-- Exercise --
Instruction for the data below: set down exactly the lines from the line with "Target: dense blossom canopy" to the line with "Pin the cherry", inclusive, and no others.

-- Source records --
-=-=-
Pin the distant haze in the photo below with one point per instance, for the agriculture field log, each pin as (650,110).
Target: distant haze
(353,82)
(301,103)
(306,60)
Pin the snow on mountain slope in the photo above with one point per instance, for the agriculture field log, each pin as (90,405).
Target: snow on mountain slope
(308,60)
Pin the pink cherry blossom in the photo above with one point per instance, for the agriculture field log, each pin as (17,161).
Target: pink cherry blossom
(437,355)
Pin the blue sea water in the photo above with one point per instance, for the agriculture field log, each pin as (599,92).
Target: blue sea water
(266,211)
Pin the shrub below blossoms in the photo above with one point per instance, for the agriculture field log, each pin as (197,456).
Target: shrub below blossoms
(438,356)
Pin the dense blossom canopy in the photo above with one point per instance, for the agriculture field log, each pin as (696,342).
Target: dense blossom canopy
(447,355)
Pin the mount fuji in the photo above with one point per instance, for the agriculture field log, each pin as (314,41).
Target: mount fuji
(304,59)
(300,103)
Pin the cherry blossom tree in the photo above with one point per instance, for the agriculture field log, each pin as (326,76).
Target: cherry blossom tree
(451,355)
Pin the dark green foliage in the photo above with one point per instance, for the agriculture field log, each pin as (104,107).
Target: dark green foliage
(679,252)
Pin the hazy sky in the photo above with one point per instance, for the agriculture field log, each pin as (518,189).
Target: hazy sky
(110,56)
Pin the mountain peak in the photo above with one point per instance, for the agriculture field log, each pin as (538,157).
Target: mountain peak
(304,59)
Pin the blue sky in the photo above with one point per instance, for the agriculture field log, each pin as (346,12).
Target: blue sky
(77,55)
-=-=-
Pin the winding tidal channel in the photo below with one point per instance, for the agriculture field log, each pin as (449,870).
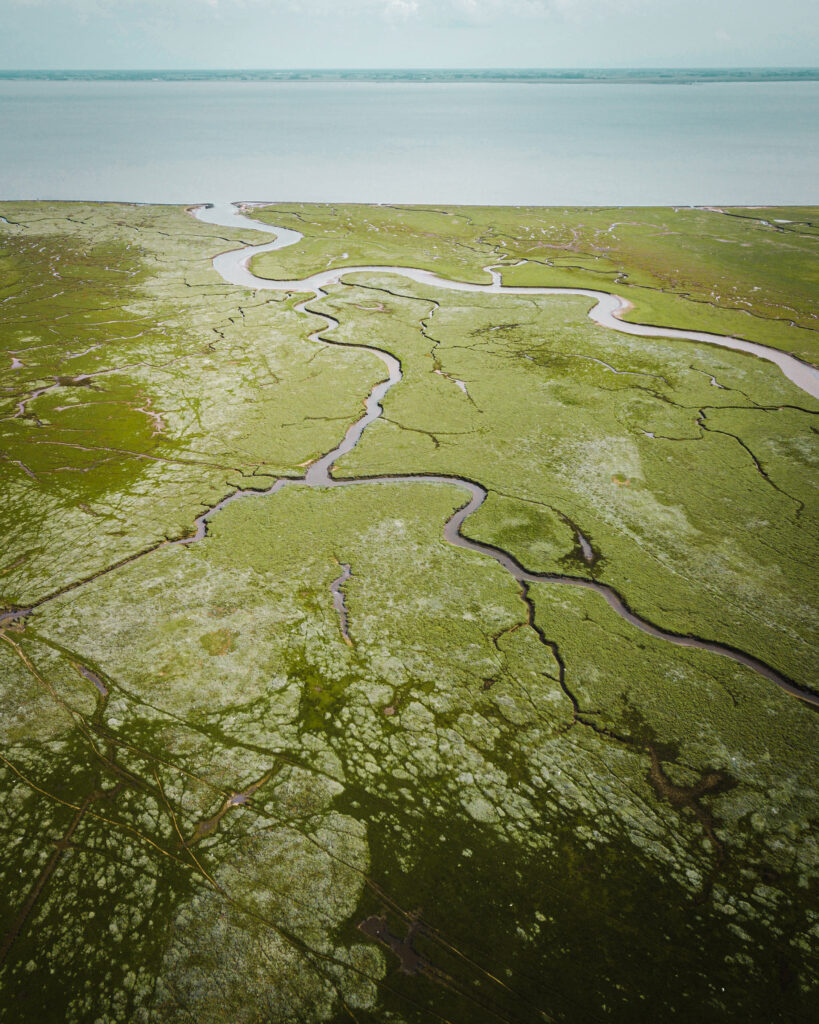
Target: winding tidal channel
-=-=-
-- Output for this task --
Target: dense blossom canopy
(447,355)
Pin the mount fuji in the photo above with one point per instance, for the agriculture field log, each pin as (314,41).
Target: mount fuji
(304,59)
(300,103)
Pin the cherry blossom tree in the photo above with one point per instance, for the agriculture field log, each pin as (326,76).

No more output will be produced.